What to work on: Output every line of the data exactly as it appears.

## BEGIN

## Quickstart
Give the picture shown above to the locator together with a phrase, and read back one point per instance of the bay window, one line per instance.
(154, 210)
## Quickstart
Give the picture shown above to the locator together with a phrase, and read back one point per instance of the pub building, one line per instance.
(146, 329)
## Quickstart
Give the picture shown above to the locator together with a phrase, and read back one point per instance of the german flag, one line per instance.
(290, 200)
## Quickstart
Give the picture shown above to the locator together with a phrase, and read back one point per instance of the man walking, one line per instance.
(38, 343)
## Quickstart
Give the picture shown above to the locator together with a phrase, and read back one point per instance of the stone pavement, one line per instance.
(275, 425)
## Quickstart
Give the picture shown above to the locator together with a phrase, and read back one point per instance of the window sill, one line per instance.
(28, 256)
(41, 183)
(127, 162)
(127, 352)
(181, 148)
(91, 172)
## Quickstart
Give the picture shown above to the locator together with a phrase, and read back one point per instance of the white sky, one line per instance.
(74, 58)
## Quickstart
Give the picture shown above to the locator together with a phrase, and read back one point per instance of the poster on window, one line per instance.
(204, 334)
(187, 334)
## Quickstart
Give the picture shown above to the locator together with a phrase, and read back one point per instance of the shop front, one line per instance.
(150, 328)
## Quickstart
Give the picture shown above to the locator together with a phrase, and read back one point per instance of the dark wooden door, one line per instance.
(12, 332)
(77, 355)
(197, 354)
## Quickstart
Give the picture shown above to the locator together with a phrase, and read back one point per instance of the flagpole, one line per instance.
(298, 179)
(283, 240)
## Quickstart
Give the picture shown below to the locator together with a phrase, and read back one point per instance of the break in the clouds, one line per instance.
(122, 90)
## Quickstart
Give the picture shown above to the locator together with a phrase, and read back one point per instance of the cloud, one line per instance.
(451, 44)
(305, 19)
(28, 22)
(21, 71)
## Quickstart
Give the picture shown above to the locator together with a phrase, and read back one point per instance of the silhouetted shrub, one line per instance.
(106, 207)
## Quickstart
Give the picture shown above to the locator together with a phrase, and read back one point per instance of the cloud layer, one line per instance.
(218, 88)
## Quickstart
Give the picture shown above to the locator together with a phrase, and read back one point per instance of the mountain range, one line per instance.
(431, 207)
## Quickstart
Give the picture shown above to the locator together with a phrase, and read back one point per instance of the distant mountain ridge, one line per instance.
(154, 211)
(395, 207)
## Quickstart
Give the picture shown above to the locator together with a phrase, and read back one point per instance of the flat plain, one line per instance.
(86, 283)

## END

Answer to this task:
## Quickstart
Give the picture shown above to the locator together with a phrase, and read back one point per instance of the bay window, one line per instance.
(154, 210)
## Quickstart
Give the picture shown above to the locator together with a phrase, and read back one point per instance of the pub building, one line per instance.
(146, 329)
## Quickstart
Give the picture shown above to the locator together with a phrase, and read back one point per instance of the german flag, one line per instance.
(290, 200)
## Quickstart
Give the picture shown above to the locator together with a phrase, and read back one point per instance of the man walking, one line per instance.
(38, 343)
## Quickstart
Give the picture shown above to the locator together with a phrase, and read back one point per instance of the stone pavement, one line per instance.
(275, 425)
## Quickstart
Give the picture shown above to the locator together with a phrase, and read back one point per instance of the window sill, one line per instance.
(28, 256)
(41, 183)
(127, 162)
(127, 352)
(181, 148)
(91, 172)
## Quickstart
Give the picture shown above to the locator together with a phrase, and read back one point per instance of the white sky, one line per instance.
(74, 58)
## Quickstart
Give the picture shown above to the locator together with a phrase, and read back one point per instance of the poster on window, one line per instance.
(204, 334)
(187, 334)
## Quickstart
Give the picture shown above to the locator together with a phrase, and read back one point per instance of the shop front, one line per instance.
(150, 328)
## Quickstart
Give the picture shown above to the locator together with a phrase, and read back one point per instance of the dark wooden door, one line per instance.
(12, 332)
(77, 355)
(197, 354)
## Quickstart
Give the picture shown above to the locator together with a phrase, and read back one point per instance of the flagpole, one line per instance.
(298, 179)
(283, 240)
## Quickstart
Give the picture shown below to the locator together with a phrase, and read back one point per instance of the break in the clouds, one line per instance.
(122, 90)
## Quickstart
Give the picture shown above to the locator together with a phrase, and read back one point per instance of the cloud, one line per instance.
(451, 44)
(305, 19)
(28, 22)
(21, 71)
## Quickstart
Give the picture shown above to the locator together with a phrase, and read back one point per instance of the silhouetted shrub, one line per instance.
(106, 207)
## Quickstart
Give the picture shown above to the locator together with a phrase, and read back one point per instance of the cloud layer, one line per instance.
(218, 88)
## Quickstart
Give the picture shown above to the locator together with a phrase, and read back one point per instance of the mountain range, one line per instance.
(431, 207)
## Quickstart
Give the picture shown above to the locator together with a phrase, and read back one point per instance of the distant mountain ridge, one line per instance.
(154, 211)
(395, 207)
## Quickstart
Give the picture shown above to the locator together with a phrase, and read back one point per instance of the flat plain, one line per instance.
(86, 283)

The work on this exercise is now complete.